### TESTO CITATO
Se
parlar male di un giocatore è peccato, parlar male di un giocatore
ritirato
è delitto
Se
parlar male di un giocatore è peccato, parlar male di un giocatore
ritirato
è delitto. Se il giocatore è una giocatrice, ex top ten, diventa
crimine
da pena capitale. Proviamoci lo stesso: è giusto farlo, se si dice la
verità.
Zina Lynna Garrison giocava maluccio a tennis. Impugnava a metà manico
una ruffiana Wilson bianca con grip fluorescenti e corde variopinte.
Quando si apprestava a servire, raccolta
nel suo metro e sessanta abbondante di fisico tracagnotto (superava ampiamente
i 60 chili) pareva cadere in trance. Fissava per otto-dieci secondi nel
nulla e poi batteva
una palla più che discreta: il suo colpo
più insidioso. A rete aveva imparato il mestiere ma nessuno ha mai
scritto
l’apologia della Zina-volée. Attaccava forsennatamente ma priva di
tocco
felpato, anzi, agitando il racchettone con poca grazia, soprattutto quando
tentava smorzate o approcci col taglio “sotto”. Verso fine carriera,
smessi i panni fucsia di un’azienda di abbigliamento minore, fi
rmò con
la Reebok, che decise di sperimentare su di lei i gonnellini in similpelle
nera che oggi affliggono gli spettatori di Serena Williams.
Sorvoliamo sugli effetti: basti sapere
che, prima che esplodesse Arantxa Sanchez, c’era chi aveva trovato il
Michael Chang al femminile. Tra il 1981 e il 1997 la nostra ragazza, nata
in tempi difficili per i neri a Houston, nel Texas, arraffò quattordici
titoli in singolare e venti in doppio, eliminando Steffi Graf a Wimbledon
nel
1990 per giocare la sua unica finale Slam.
Come abbia fatto, con colpi da fondo artigianali e vergati con presa da
asilo nido, e atletismo sommario, a restare tanto a lungo tra le migliori
e a vincere qualcosa come quattro milioni e mezzo di dollari non si sa.

### MATERIALE FORNITO
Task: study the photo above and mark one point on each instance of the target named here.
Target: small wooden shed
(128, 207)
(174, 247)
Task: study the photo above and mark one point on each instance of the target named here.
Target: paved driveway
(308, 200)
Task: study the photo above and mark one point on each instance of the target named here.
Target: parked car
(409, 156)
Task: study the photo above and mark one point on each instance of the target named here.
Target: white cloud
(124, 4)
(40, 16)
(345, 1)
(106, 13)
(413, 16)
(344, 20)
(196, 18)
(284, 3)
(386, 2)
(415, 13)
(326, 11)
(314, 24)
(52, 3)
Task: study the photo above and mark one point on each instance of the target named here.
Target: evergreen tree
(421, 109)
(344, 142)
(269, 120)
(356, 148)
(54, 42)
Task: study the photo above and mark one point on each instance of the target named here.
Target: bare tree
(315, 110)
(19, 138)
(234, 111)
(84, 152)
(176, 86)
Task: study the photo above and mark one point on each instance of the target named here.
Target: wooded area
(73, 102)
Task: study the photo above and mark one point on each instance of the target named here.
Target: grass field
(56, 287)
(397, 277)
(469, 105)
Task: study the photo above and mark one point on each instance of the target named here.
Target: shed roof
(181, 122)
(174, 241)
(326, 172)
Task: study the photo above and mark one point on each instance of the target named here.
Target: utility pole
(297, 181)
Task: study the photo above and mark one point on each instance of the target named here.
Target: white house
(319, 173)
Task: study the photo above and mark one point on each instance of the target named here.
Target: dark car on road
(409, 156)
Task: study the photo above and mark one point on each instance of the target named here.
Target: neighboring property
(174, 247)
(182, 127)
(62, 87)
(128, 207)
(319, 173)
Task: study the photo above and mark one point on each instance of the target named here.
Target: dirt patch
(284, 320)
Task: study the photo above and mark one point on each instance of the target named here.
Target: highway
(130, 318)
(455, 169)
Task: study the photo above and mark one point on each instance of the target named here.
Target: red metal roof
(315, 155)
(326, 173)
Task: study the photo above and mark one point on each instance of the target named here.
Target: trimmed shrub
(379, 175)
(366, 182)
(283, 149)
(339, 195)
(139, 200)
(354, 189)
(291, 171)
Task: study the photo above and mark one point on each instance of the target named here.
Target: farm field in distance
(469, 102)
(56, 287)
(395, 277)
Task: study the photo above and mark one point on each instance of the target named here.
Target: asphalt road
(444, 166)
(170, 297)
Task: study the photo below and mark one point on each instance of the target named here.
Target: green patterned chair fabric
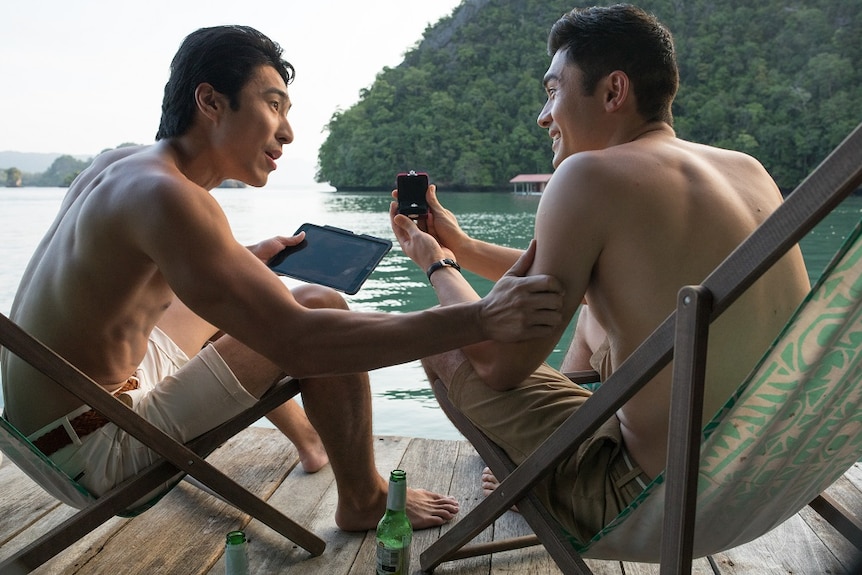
(791, 429)
(41, 469)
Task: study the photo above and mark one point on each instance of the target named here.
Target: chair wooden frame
(683, 336)
(176, 457)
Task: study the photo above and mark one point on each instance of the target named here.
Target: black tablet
(332, 257)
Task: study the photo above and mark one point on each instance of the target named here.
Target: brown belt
(84, 424)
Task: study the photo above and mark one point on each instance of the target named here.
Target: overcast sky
(79, 76)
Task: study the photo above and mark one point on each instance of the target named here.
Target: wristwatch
(444, 263)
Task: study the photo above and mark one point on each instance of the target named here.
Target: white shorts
(183, 397)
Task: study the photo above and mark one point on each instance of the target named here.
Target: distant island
(780, 80)
(21, 169)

### COMPITI DA SVOLGERE
**1.** Individua e copia ogni riga dei record in cui compare la parola "shed".
**2.** Scrivi il seguito del testo su Zina Garrison, cominciando subito dopo la sua ultima frase.
I record non hanno nulla a che vedere con il testo.

### RISPOSTE SCRITTE
**1.**
Target: small wooden shed
Target: shed roof

**2.**
Ciò che aveva era più di quanto sfoggiassero gran parte delle
altre, e
questo bastava:
oggi non basterebbe. Riguardando i nastri
di quel famoso Championship londinese di quindici anni fa, però, qualcosa
si capisce: Helena Sukova e Monica Seles, vittime di Zina sulla strada
della finale, giocavano meglio. Tiravano più forte. Facevano più
punti.
Il fatto è che, se le mettevi solo la testa sotto l’acqua, lei
tratteneva
il respiro e tornava a farsi sotto. La ceca finì per perdere la pazienza
e farsi prendere dalla paura di vincere, Monica si fece irretire da tanti
chop con rimbalzo atipico. Per non parlare di Steffi, angosciata dalle
squallide vicende extraconiugali di babbo Peter. Toccò a Martina
ristabilire
le gerarchie.
Dopo esserci attirati le antipatie di tutto
il movimento tennistico americano, sicché Zina lo rappresenta
ufficialmente
in qualità di capitano di Fed Cup, proviamo a riparare. La signora
Jackson,
tale perché sposò un uomo d’affari nei primi anni
’90, diede il nome
a una fondazione che si occupa di bambini orfani e di persone disagiate.
Un impegno vero e sentito, portato avanti per lunghi anni e ancora seguito
personalmente. La città di Houston, per le sue molteplici e generose
opere
benefiche,le ha intitolato un giorno dell’anno, il 12 aprile. Zina
perdette
i genitori in giovane età e, sull’esempio di Althea Gibson prima e
di
Arthur Ashe dopo, ebbe il notevole merito
di sdoganare il tennis dei neri: se oggi
nascono e crescono tanti giocatori afroamericani bisogna ringraziare anche
lei, che girava il mondo con disinvoltura quando ancora vigeva l’apartheid
e, diciamolo chiaro, quando certi Sudisti suoi compaesani speravano tanto
che venisse fuori un’altra Tracy Austin bionda ed eterea come Candy Candy.
Non era facile portare il proprio nome a testa alta, quando si avvertiva
un vergognoso pregiudizio negli sguardi altrui. Per tutti questi motivi
Zina ha più che compensato il torto (che torto non è) di aver
vinto molto
più del dovuto.
Oggi però, pensionata, che non si dedichi
alle esibizioni! (Federico Ferrero)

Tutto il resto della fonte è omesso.